Selected text:
========================================================================
Single by Brownstone

from the album From the Bottom Up
- Released: April 11, 1995
- Genre: R&B
- Length: 5:38
- Label: MJJ Music; Epic;
- Songwriters: Andrea Gilbert; Nichole Gilbert; Dave "Jam" Hall;
- Producer: Dave "Jam" Hall

Brownstone singles chronology
| "If You Love Me" (1994) | "Grapevyne" (1995) | "I Can't Tell You Why" (1995) |

Music video
- "Grapevyne" on YouTube

= Grapevyne =

1995 single by Brownstone

"Grapevyne" is a song by American R&B vocal group Brownstone, released in April 1995 by MJJ Music and Epic Records as the second single from their debut album, From the Bottom Up (1995). The song is written by Andrea Gilbert, Nichole Gilbert and Dave "Jam" Hall, and produced by the latter. It reached number 49 on the US Billboard Hot 100 and number six on the Billboard Hot R&B Singles chart. It also charted at number 16 on the UK Singles Chart and number 15 in New Zealand. The official music video for "Grapevyne", directed by Kevin Bray, was filmed at the Sheats–Goldstein Residence.
========================================================================
Coordinate annotation records:
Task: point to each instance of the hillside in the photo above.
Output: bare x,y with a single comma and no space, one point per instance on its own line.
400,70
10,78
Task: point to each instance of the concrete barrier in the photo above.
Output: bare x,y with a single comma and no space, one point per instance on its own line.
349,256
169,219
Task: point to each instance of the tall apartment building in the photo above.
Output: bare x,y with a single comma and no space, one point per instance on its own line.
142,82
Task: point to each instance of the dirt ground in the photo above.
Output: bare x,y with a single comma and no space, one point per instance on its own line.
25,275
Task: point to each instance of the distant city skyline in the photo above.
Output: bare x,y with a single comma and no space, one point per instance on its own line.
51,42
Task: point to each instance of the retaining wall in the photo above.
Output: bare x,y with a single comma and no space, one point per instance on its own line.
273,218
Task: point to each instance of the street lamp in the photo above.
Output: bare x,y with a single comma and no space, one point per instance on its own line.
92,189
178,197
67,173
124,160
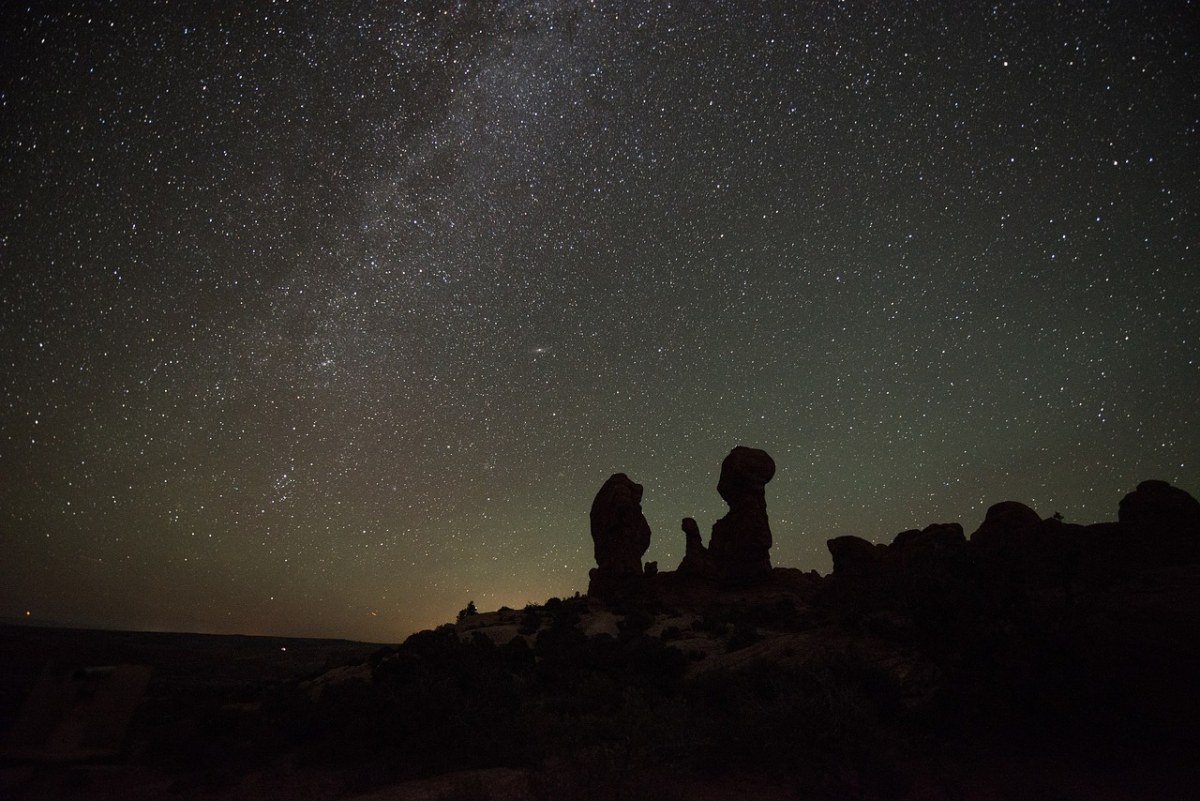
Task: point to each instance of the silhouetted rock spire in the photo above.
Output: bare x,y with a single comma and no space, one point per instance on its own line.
619,531
741,541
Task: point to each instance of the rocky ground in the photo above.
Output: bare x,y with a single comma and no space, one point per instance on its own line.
1035,658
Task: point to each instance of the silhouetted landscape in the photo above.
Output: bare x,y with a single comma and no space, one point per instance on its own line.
1035,658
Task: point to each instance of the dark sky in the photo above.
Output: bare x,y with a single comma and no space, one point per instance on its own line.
324,318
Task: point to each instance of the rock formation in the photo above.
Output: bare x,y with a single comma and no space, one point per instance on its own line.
696,560
619,531
741,540
1007,527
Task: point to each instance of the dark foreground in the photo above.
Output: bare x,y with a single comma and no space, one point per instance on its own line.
1035,660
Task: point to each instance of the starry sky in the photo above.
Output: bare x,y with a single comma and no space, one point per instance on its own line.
324,318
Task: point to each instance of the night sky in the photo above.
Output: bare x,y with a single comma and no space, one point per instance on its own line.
323,319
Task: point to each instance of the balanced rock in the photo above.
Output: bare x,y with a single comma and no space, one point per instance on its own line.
619,531
741,541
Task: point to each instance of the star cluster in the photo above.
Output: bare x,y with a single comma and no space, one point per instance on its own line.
327,318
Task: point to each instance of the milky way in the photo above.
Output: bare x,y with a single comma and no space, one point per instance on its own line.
327,318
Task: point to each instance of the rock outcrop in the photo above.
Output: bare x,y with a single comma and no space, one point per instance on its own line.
696,560
741,541
619,531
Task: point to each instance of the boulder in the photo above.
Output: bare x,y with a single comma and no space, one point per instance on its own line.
696,560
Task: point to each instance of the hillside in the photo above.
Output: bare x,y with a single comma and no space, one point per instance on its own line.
1035,658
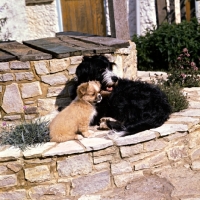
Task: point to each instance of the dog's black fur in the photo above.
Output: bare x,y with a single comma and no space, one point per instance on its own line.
136,105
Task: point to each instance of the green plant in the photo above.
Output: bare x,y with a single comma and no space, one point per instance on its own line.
159,47
25,134
175,97
184,72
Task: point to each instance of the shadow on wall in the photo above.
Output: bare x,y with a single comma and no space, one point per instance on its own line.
66,95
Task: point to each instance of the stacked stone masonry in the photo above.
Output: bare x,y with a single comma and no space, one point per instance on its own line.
161,163
36,88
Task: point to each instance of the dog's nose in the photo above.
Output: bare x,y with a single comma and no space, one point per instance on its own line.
114,79
99,98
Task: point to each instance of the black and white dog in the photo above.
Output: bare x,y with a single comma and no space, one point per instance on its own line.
136,106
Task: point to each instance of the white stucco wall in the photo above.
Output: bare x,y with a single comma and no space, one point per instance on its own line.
42,20
147,16
15,27
28,22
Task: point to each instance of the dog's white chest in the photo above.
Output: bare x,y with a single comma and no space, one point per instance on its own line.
93,114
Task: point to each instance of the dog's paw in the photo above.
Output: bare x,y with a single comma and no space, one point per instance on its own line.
113,135
88,134
104,119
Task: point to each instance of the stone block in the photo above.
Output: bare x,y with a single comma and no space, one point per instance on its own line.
56,191
90,184
41,67
102,166
121,168
33,152
15,167
158,159
54,79
123,179
107,151
196,165
184,180
101,159
21,76
167,129
75,60
154,145
46,106
4,66
188,113
64,148
3,169
11,117
137,138
12,101
6,77
137,157
128,151
96,143
75,165
72,69
55,91
31,89
185,120
195,153
57,65
90,197
177,152
14,195
144,164
8,153
19,65
37,174
8,180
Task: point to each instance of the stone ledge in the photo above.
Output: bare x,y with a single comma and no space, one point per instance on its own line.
181,122
178,122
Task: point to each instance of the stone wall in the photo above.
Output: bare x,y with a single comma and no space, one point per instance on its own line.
36,88
161,163
42,20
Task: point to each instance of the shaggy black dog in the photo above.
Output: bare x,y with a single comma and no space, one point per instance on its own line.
136,105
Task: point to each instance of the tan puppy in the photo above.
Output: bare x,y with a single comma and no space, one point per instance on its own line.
76,117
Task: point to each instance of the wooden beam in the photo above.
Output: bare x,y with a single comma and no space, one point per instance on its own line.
28,2
177,9
187,8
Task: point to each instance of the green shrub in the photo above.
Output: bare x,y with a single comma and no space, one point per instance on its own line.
25,134
185,72
175,96
159,48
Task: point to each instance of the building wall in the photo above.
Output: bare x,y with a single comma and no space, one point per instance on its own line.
42,20
15,27
27,22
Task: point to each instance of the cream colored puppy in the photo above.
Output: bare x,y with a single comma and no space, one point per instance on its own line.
76,117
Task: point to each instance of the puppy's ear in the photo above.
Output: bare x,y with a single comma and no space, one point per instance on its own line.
82,89
98,83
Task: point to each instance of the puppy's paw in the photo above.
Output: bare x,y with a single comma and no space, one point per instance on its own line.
103,123
113,135
104,119
88,134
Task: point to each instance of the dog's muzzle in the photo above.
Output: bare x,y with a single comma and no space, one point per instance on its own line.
99,98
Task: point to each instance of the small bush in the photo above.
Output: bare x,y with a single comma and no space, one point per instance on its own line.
159,47
25,134
185,72
175,97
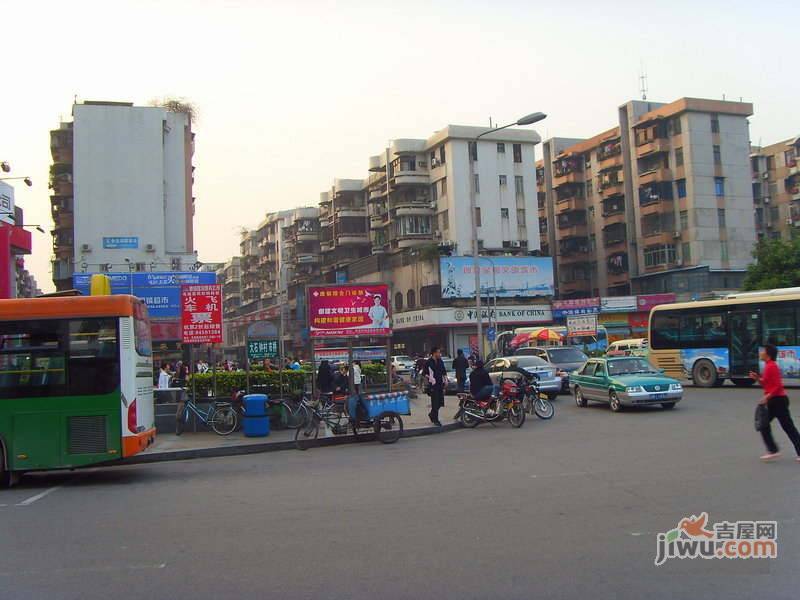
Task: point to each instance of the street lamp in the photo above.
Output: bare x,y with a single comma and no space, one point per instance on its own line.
526,120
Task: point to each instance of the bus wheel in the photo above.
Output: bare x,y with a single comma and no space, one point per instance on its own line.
704,373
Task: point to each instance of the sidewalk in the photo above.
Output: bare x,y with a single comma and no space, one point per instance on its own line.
207,444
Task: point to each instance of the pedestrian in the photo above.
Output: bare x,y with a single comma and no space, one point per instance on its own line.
460,365
437,378
357,377
777,403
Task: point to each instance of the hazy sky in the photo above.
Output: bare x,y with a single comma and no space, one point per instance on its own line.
293,94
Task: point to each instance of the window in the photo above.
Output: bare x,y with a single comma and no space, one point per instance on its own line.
779,326
519,186
719,186
681,186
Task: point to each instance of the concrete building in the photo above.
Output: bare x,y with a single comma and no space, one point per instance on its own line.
660,203
776,189
122,190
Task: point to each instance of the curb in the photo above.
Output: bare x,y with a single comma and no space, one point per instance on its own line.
172,455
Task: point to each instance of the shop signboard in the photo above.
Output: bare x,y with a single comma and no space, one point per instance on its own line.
355,310
201,314
576,306
514,277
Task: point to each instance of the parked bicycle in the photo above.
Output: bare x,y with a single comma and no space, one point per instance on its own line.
220,417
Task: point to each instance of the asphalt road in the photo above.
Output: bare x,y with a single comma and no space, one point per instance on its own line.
562,509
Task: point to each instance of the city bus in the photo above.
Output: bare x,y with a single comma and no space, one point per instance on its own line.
711,341
76,382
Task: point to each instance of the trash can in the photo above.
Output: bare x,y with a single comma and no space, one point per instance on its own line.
256,421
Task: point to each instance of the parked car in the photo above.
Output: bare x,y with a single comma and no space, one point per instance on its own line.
452,384
632,347
506,368
624,381
566,359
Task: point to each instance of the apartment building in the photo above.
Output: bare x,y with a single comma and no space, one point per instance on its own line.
661,202
776,189
122,190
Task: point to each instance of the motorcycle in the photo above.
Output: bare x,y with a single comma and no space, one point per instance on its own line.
506,404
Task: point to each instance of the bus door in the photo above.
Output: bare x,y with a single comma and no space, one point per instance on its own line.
744,328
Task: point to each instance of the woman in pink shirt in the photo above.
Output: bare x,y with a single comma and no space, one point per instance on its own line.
777,403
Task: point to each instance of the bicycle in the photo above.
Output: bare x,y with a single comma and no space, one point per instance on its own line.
220,417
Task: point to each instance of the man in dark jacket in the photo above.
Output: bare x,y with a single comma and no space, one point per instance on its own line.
437,377
460,365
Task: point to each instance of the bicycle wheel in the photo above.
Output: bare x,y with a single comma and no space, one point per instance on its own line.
543,408
516,415
389,427
224,420
306,436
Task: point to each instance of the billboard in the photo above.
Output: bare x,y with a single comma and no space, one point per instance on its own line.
161,291
349,311
514,277
201,314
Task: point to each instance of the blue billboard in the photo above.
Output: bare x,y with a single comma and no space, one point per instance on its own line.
512,276
161,291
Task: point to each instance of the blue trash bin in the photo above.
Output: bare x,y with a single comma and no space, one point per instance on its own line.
256,421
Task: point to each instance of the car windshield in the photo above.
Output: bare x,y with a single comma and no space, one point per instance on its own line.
528,362
565,355
629,365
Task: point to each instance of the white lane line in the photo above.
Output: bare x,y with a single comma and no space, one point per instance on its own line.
39,496
78,570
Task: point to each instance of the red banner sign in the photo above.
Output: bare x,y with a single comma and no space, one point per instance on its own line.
201,314
349,311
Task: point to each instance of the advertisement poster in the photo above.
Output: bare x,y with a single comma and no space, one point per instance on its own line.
349,311
504,276
201,314
161,291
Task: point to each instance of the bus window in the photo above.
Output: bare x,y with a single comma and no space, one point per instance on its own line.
664,332
779,326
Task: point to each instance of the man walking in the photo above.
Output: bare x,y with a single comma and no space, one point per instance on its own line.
460,365
777,403
437,377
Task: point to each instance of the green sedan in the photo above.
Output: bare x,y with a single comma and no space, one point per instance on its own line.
624,381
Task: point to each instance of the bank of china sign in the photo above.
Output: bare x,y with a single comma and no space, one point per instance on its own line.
468,316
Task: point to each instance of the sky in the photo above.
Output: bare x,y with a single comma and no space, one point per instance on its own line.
292,94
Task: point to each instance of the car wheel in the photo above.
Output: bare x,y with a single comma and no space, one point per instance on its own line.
579,399
614,402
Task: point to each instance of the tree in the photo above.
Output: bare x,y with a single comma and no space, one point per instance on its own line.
777,265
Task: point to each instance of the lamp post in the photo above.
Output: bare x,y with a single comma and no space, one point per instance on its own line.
526,120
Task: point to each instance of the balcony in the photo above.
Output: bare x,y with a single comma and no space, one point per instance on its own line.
655,175
652,147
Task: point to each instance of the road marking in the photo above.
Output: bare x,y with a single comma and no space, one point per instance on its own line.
77,570
39,496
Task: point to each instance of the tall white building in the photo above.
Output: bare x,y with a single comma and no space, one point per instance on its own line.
122,182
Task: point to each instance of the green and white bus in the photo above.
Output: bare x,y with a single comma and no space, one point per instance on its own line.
76,382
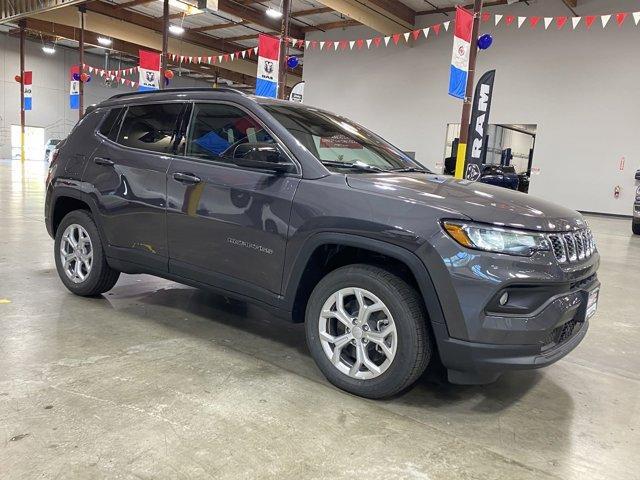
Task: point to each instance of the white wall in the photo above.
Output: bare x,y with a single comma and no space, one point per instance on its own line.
50,89
582,89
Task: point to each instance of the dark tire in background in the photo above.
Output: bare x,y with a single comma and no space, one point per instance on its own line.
367,331
80,258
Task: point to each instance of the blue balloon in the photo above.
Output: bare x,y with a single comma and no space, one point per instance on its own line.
485,41
293,62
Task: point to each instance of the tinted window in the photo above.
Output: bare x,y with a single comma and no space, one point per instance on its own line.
110,124
216,129
150,127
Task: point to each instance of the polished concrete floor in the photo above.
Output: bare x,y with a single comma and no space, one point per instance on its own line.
158,380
========================================================================
Set of tasks:
a. Name every chart listed in the article on "Grapevyne," along with the position the song reached on each.
b. Proceed with the article on the song "Grapevyne," starting after its final sentence.

Responses to the exercise:
a.
- US Billboard Hot 100: number 49
- Billboard Hot R&B Singles: number six
- UK Singles Chart: number 16
- New Zealand: number 15

b.
==Critical reception==
Steve Baltin from Cash Box noted, "Coming out while the latter is still locked into the top 10 ensures a high amount of interest for Brownstone's latest single. A bit more sultry than before, Brownstone show they can play the game at night with the grinding deep voice effort. Another hit." Chuck Campbell from Knoxville News Sentinel remarked the "atmospheric emotion" on the track. Mark Sutherland from Smash Hits gave it two out of five, viewing it as "smooth-but-tune-free slabs of R&B".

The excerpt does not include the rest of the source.